◆ **Stated goal**
Return every entry exactly as written.

◆ **Data for processing**
[Start]
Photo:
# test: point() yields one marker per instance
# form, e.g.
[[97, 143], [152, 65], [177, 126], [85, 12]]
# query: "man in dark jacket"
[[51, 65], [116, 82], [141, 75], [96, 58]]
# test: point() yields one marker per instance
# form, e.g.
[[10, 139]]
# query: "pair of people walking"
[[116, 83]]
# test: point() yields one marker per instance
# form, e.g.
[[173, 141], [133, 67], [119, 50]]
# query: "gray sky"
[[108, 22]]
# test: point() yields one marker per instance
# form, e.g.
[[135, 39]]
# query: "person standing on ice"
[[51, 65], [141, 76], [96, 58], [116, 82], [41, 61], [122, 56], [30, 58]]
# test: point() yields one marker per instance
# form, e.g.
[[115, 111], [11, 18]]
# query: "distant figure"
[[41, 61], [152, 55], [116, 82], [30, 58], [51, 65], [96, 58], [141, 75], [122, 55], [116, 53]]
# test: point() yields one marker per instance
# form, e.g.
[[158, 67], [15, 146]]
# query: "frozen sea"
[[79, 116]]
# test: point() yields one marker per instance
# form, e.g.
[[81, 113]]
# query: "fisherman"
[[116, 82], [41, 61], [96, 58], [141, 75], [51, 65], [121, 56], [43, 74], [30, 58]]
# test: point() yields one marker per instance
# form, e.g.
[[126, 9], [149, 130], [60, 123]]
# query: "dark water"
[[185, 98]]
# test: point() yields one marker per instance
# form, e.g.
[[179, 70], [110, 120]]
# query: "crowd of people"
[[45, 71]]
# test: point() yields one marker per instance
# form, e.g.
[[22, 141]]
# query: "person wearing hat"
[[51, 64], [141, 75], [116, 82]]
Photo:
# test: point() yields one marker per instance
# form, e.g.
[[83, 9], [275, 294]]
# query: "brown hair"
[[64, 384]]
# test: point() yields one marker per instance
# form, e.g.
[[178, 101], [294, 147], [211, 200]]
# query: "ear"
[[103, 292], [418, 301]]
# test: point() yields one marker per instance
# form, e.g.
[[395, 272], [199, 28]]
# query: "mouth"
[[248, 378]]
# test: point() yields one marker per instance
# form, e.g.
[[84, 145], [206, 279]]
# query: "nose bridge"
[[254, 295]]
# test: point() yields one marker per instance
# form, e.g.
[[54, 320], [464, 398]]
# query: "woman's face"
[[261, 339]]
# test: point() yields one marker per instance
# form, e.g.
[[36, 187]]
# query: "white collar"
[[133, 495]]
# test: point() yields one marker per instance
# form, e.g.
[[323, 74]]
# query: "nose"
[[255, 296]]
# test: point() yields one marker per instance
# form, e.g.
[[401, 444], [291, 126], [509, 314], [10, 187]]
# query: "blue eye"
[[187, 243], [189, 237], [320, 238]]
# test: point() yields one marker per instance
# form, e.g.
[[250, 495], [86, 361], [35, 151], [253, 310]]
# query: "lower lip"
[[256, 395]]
[End]
◆ **Reply**
Photo:
# test: point() yields one marker per instance
# form, e.g.
[[97, 143], [152, 65], [177, 126], [85, 12]]
# query: "man in dark jacket"
[[51, 65], [116, 82], [141, 75], [96, 58]]
# test: point() yields one marker per instance
# form, e.g.
[[10, 139]]
# query: "pair of people walking"
[[116, 83]]
# test: point() yields one marker per instance
# form, e.g.
[[173, 141], [133, 67], [119, 50]]
# query: "gray sky"
[[108, 22]]
# test: point() yields one marker per instance
# form, e.g.
[[135, 39]]
# query: "person standing on ice"
[[51, 65], [141, 76], [96, 58], [116, 82], [41, 61], [122, 56], [30, 58]]
# test: point() yields one marker per instance
# form, e.g.
[[115, 111], [11, 18]]
# query: "distant figure"
[[41, 61], [152, 55], [116, 82], [30, 58], [51, 65], [96, 58], [141, 75], [122, 55], [116, 53]]
# test: point() yields one marker per instance
# form, e.g.
[[158, 67], [15, 146]]
# query: "frozen sea"
[[79, 116]]
# test: point() yields one marker per instance
# form, e.g.
[[81, 113]]
# query: "fisherman"
[[116, 82], [41, 61], [96, 58], [141, 75], [51, 65], [121, 56], [43, 74], [30, 58]]
# test: point() yields one marker per instance
# form, e.g.
[[126, 9], [149, 130], [60, 123]]
# query: "dark water"
[[185, 98]]
# test: point() yields one marker per instance
# form, e.g.
[[179, 70], [110, 120]]
# query: "crowd of people"
[[45, 71]]
# test: point() yields one marker per instance
# form, e.g.
[[22, 141]]
# query: "person wearing hat"
[[51, 64], [141, 75], [116, 82]]
Photo:
# test: point() yields one marker per instance
# form, e.g.
[[83, 9], [275, 294]]
# query: "brown hair"
[[64, 384]]
# test: point() yields one marker per instance
# form, e.g.
[[178, 101], [294, 147], [211, 200]]
# query: "ear"
[[103, 292], [418, 301]]
# test: point() yields one marker per instance
# form, e.g.
[[395, 272], [199, 28]]
# query: "mouth"
[[248, 378]]
# test: point() yields one marker per instance
# form, e.g.
[[84, 145], [206, 279]]
# query: "nose bridge"
[[254, 295]]
# test: point() yields one marker per instance
# form, e.g.
[[54, 320], [464, 398]]
# query: "woman's face"
[[261, 339]]
# test: point() yields one marker per instance
# form, e.g.
[[36, 187]]
# query: "white collar"
[[133, 495]]
# test: point() yields one marker per instance
# form, e.g.
[[323, 74]]
# query: "nose"
[[255, 296]]
# test: point() yields one marker per instance
# form, e.g.
[[401, 444], [291, 126], [509, 314], [10, 187]]
# query: "blue eye"
[[187, 243], [189, 237], [320, 238]]
# test: point() yields one marker per instance
# form, e.g.
[[250, 495], [86, 361], [35, 151], [253, 310]]
# query: "lower lip"
[[256, 395]]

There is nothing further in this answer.